Problem requirements: The lines to copy run from the one containing "Every instance of the book" through the last line of the listing; copy them exactly and nothing more.
--------------------------------------------------
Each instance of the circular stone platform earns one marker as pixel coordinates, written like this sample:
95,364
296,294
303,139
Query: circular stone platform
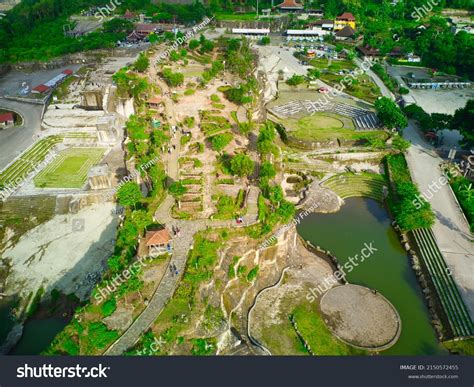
360,317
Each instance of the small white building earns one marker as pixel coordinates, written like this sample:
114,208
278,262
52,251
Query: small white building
251,32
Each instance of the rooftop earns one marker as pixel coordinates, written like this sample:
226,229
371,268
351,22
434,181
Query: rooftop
159,237
346,32
290,4
5,117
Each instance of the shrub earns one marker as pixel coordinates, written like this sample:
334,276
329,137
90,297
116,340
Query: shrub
108,307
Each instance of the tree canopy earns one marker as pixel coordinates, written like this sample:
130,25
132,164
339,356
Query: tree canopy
390,114
241,165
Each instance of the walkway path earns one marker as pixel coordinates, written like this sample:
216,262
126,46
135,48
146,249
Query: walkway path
450,229
181,243
383,89
15,140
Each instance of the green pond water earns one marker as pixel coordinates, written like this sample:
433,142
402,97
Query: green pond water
387,270
37,335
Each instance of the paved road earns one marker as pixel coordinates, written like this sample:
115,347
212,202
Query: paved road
167,286
181,246
451,230
15,140
383,89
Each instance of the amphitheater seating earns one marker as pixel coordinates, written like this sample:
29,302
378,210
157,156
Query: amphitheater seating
351,185
363,119
453,305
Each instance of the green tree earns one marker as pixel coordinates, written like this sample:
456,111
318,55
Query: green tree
463,121
220,141
173,79
193,44
177,189
142,63
129,194
266,138
390,114
117,25
400,144
241,165
295,80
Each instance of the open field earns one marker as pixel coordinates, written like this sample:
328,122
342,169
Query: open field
326,127
70,169
334,71
235,16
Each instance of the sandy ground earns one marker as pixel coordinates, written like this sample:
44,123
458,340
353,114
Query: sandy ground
67,252
442,101
451,229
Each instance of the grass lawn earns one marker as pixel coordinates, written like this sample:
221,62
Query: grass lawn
69,169
235,16
362,87
323,126
464,347
317,335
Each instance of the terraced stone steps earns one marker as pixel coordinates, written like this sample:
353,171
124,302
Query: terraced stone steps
448,293
346,186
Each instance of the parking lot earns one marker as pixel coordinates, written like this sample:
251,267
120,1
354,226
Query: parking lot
432,101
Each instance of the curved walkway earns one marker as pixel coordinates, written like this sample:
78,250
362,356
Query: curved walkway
451,230
15,140
182,244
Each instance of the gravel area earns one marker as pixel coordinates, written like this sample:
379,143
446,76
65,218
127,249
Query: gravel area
360,317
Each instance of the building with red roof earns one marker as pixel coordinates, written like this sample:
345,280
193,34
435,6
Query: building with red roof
7,119
346,19
158,242
41,89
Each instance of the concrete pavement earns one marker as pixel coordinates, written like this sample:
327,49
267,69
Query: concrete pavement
14,141
383,89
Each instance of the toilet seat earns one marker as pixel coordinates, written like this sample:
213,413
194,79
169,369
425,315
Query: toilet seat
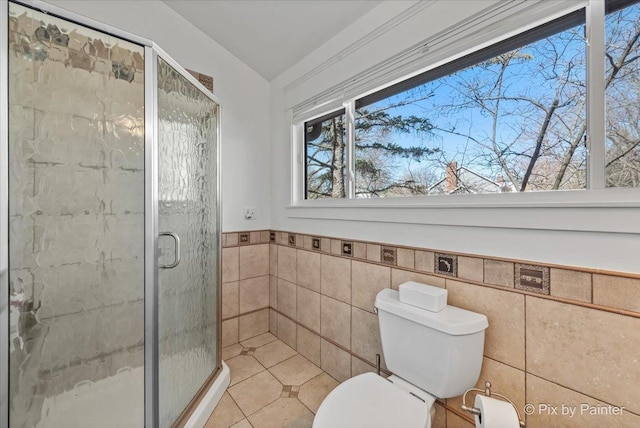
371,401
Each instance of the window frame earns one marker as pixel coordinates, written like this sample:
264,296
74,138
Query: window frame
596,194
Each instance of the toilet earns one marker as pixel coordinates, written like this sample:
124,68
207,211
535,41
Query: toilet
432,350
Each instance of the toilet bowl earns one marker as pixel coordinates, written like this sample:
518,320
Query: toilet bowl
431,355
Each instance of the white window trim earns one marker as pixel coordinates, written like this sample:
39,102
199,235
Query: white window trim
532,210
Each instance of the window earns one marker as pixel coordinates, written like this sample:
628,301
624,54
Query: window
622,83
511,117
326,156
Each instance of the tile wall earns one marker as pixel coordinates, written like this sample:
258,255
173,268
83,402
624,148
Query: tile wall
557,335
245,285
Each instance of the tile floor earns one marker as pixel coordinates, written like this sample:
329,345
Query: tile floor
272,386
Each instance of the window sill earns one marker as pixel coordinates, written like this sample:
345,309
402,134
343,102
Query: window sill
602,210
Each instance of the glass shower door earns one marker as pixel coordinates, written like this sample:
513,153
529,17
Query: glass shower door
188,242
76,225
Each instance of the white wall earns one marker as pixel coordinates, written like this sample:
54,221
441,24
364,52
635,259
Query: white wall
244,95
591,232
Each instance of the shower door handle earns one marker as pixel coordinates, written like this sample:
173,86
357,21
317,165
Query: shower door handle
176,260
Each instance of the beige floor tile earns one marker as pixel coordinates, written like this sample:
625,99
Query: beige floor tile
359,367
243,367
226,414
295,371
284,412
313,392
256,392
440,418
273,353
231,351
242,424
258,341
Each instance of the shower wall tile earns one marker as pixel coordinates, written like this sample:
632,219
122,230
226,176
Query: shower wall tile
253,324
542,391
368,280
254,261
287,298
335,277
273,259
570,284
398,276
335,321
308,270
230,264
499,273
471,268
229,332
504,339
308,344
424,261
287,330
335,361
365,335
623,293
230,300
347,340
557,332
254,293
308,308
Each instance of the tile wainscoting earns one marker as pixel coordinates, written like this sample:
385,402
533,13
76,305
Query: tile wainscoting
557,335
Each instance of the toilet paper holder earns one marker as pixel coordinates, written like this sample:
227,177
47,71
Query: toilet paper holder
488,393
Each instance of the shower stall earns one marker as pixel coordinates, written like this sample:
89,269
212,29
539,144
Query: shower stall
109,228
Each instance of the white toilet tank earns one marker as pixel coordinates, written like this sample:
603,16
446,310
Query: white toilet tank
439,352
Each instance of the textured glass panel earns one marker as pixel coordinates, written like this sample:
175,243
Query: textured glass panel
187,206
76,183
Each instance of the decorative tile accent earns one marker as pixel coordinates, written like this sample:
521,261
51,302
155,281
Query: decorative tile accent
446,264
231,239
248,351
290,391
532,278
243,238
388,255
207,81
347,248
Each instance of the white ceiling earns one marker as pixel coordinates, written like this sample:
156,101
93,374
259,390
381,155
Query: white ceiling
271,35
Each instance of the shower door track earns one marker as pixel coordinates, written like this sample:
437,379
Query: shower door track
151,328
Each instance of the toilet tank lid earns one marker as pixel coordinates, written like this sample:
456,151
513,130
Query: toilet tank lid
450,320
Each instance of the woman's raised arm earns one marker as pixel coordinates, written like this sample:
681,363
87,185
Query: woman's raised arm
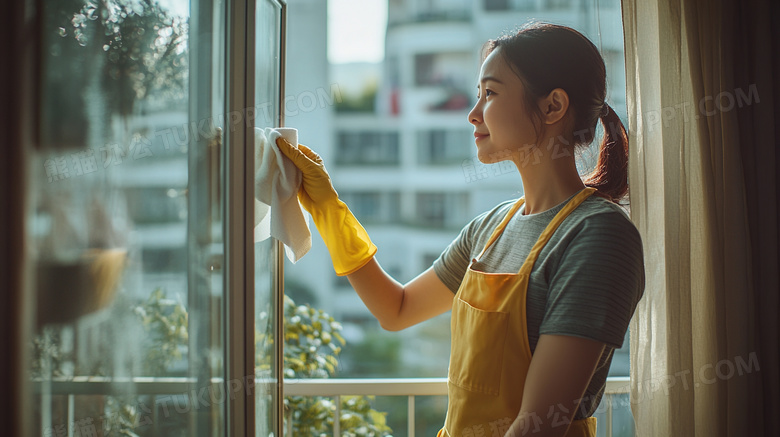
396,306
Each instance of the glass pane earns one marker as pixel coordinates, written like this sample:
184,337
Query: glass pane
126,230
267,82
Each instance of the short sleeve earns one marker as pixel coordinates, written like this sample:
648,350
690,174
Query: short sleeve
453,262
599,280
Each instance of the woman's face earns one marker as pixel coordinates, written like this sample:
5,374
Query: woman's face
502,126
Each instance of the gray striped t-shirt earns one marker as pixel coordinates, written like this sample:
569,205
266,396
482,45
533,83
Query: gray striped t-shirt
586,282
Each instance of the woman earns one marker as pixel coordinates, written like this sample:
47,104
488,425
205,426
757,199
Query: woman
541,288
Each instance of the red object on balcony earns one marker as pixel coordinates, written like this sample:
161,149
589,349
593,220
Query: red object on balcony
395,108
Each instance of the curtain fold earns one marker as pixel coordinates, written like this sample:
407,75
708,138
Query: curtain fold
701,96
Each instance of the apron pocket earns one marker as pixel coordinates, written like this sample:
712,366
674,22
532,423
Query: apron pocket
477,353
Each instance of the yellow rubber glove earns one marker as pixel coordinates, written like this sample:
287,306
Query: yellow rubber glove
346,239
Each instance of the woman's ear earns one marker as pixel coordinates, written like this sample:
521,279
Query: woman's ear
554,106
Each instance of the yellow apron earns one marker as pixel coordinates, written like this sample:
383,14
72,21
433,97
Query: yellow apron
490,349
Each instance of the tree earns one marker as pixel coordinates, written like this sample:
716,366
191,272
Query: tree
312,345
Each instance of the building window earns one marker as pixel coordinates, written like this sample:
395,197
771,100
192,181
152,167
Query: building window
442,210
373,206
168,260
156,205
443,69
443,147
367,148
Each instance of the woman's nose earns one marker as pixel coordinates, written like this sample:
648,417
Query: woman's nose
475,115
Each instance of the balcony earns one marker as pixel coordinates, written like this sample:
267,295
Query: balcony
161,391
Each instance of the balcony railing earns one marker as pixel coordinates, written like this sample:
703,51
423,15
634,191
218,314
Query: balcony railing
335,388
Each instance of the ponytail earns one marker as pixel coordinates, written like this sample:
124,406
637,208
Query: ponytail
610,177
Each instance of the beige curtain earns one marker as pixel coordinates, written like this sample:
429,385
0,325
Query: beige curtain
701,93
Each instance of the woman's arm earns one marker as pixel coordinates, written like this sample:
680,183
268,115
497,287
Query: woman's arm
398,306
560,371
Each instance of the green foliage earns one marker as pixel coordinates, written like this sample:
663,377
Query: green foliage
165,323
145,49
311,349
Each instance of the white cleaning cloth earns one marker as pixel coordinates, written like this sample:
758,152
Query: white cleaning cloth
278,213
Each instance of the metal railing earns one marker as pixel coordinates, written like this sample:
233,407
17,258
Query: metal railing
335,388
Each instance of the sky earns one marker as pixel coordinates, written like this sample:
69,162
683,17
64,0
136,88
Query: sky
356,30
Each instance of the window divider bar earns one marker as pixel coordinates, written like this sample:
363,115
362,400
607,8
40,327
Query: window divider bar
337,417
410,419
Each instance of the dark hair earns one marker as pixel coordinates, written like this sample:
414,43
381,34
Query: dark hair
548,56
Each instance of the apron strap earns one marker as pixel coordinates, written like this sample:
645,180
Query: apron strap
528,265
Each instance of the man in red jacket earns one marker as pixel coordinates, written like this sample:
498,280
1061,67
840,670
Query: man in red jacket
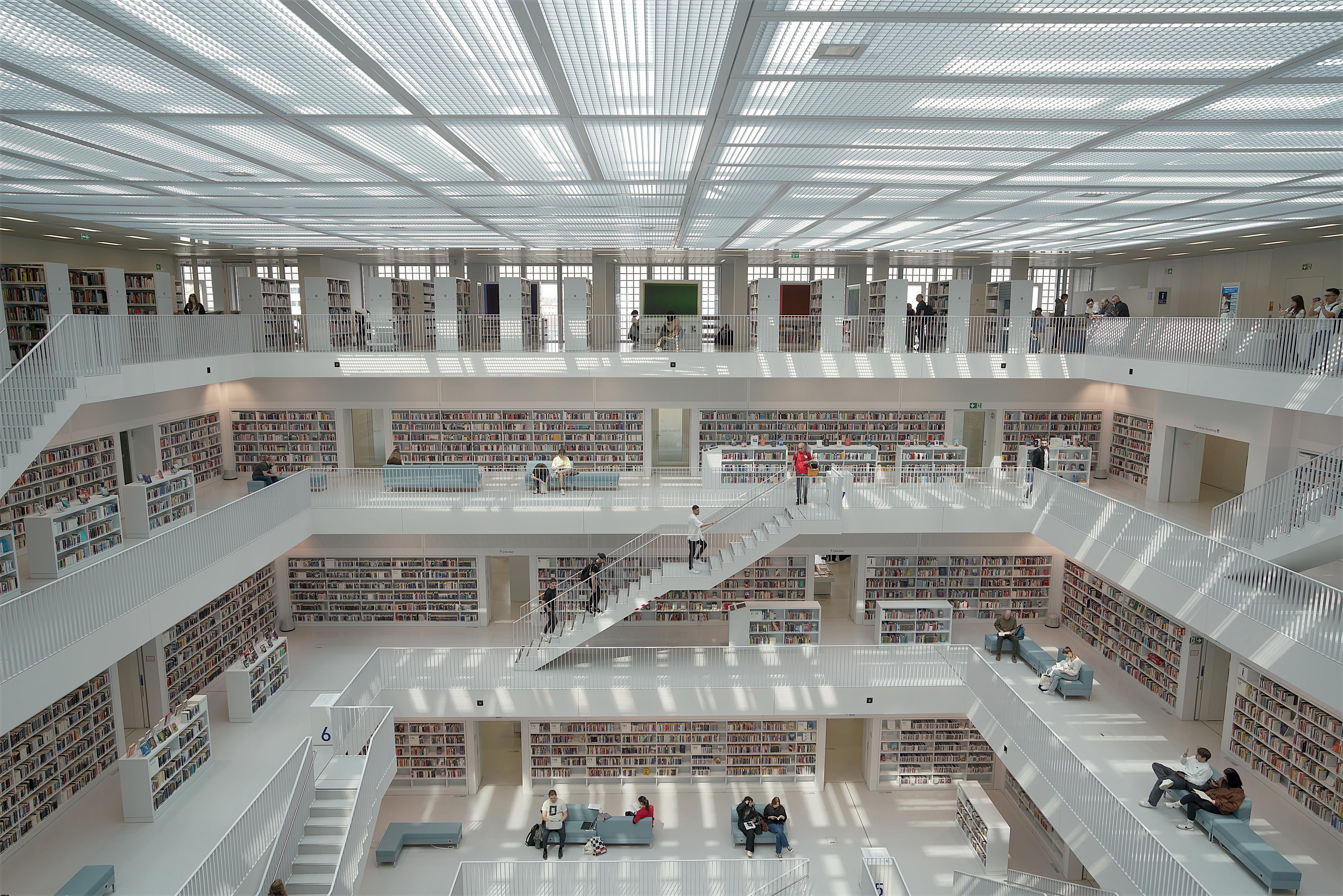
801,461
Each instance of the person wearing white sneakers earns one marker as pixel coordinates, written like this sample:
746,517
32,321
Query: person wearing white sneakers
1194,774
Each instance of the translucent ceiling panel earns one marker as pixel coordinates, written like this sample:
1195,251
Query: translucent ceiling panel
95,61
261,49
645,151
413,148
457,57
640,57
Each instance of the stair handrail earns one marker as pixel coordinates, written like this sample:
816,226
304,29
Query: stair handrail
1306,493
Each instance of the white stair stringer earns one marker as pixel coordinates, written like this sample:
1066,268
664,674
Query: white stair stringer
675,577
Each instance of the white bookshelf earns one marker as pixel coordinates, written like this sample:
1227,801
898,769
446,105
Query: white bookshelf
924,751
158,505
293,440
257,676
914,623
772,624
578,753
436,756
932,464
1287,739
178,749
195,442
975,585
62,539
1130,447
50,758
440,590
984,827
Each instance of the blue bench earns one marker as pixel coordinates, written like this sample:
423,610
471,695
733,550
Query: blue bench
90,880
417,833
432,477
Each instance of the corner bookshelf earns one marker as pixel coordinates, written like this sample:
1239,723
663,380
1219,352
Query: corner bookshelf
252,684
50,758
1020,428
977,586
151,780
201,647
393,590
58,473
578,753
914,623
195,442
1129,633
763,624
1130,448
1287,739
927,751
505,440
293,440
62,539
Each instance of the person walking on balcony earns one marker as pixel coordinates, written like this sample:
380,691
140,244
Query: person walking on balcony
802,471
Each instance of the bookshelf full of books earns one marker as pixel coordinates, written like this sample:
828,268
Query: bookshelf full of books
1021,428
887,430
195,442
977,585
667,751
436,756
926,751
1290,741
507,440
58,473
1130,448
50,758
442,590
292,440
1137,638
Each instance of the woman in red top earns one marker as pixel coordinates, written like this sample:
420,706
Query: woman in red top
801,460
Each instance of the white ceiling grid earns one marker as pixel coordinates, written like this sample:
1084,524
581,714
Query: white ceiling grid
712,124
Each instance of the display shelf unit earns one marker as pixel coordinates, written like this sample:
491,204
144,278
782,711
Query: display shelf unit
150,508
1130,447
62,539
256,677
58,473
926,751
931,464
978,586
914,623
1069,463
887,430
507,440
1290,741
33,296
50,758
436,756
982,825
201,647
577,753
1020,428
293,440
151,780
754,623
193,441
1129,633
442,590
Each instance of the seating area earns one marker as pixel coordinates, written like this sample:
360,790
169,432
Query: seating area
420,833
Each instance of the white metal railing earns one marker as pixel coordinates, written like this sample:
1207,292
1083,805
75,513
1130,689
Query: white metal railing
635,878
1308,493
253,836
1296,606
39,624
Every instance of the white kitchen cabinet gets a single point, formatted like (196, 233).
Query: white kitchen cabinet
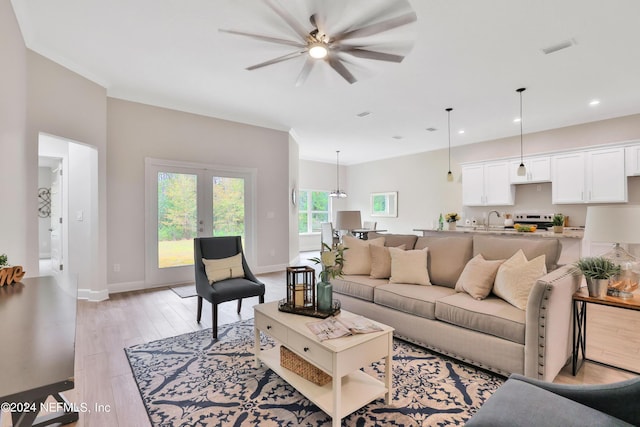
(592, 176)
(487, 184)
(632, 158)
(538, 170)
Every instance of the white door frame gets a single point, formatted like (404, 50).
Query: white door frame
(153, 275)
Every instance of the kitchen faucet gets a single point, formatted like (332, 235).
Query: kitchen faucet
(486, 227)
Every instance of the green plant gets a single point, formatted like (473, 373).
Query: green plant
(597, 267)
(332, 261)
(558, 219)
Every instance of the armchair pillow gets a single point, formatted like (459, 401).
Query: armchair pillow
(516, 276)
(223, 268)
(357, 259)
(478, 276)
(409, 267)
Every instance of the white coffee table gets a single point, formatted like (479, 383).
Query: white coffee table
(341, 358)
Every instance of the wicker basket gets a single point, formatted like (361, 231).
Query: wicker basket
(306, 370)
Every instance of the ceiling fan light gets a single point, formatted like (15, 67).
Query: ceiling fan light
(318, 51)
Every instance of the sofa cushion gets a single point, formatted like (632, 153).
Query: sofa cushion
(357, 259)
(395, 240)
(516, 276)
(447, 257)
(381, 261)
(409, 266)
(478, 276)
(416, 300)
(503, 247)
(492, 315)
(357, 286)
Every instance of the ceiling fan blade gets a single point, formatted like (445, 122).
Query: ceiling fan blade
(264, 38)
(304, 73)
(378, 27)
(337, 65)
(288, 18)
(369, 54)
(276, 60)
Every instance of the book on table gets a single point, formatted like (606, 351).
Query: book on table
(336, 327)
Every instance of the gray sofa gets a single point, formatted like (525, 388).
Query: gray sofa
(489, 333)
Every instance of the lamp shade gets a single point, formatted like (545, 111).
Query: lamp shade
(613, 224)
(348, 220)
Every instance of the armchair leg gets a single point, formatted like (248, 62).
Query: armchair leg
(214, 320)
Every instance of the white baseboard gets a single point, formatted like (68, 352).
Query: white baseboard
(94, 296)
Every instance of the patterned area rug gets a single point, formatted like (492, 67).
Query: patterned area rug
(190, 380)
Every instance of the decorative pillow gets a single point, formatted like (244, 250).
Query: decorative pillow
(357, 259)
(478, 276)
(409, 267)
(381, 261)
(516, 276)
(223, 268)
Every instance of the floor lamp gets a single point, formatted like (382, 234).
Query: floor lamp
(617, 224)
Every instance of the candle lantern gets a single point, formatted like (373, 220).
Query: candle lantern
(301, 287)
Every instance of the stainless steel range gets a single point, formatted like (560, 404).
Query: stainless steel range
(542, 220)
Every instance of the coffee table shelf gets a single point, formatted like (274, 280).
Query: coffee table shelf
(342, 358)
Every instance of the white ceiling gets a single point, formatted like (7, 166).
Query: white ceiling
(469, 55)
--------------------------------------------------
Task response:
Every instance of the book on table gets a single point, formatted like (606, 351).
Query: book on table
(336, 327)
Every instance of the gray sofa gets a single point, formatted like (525, 388).
Query: gray sofa
(489, 333)
Every instance of the lamp shade gets a single point, formatted like (545, 111).
Query: lamp shade
(613, 224)
(348, 220)
Every instance of the armchair leg gets a single point, formatted like (248, 62).
Query: armchair leg
(214, 320)
Every instance of the white baseboard gets a single point, formatted like (68, 352).
Query: white baseboard
(94, 296)
Every instance of the patterned area rug gets a single point, formatted like (492, 67).
Query: patterned area rug
(190, 380)
Every instance of the decorative pillow gets a single point, formatted like (244, 250).
Query: decorative pillow
(357, 259)
(478, 276)
(409, 267)
(381, 261)
(516, 276)
(223, 268)
Every instance of the floor lamp gets a single point, formatted like (382, 234).
Query: floor lamp
(617, 224)
Every instance of the candle lantern gets a single point, formatted like (373, 220).
Query: candle lantern
(301, 287)
Every instance of the stainless steel range gets a single point, formatted like (560, 404).
Query: stainless steel range
(542, 220)
Every instance of the coffee table shelf gets a single point, formatted like (274, 280).
Query: coffee table shelf
(342, 358)
Every instance of the white ceiling gets a single point, formatted like (7, 166).
Query: white ceiling
(469, 55)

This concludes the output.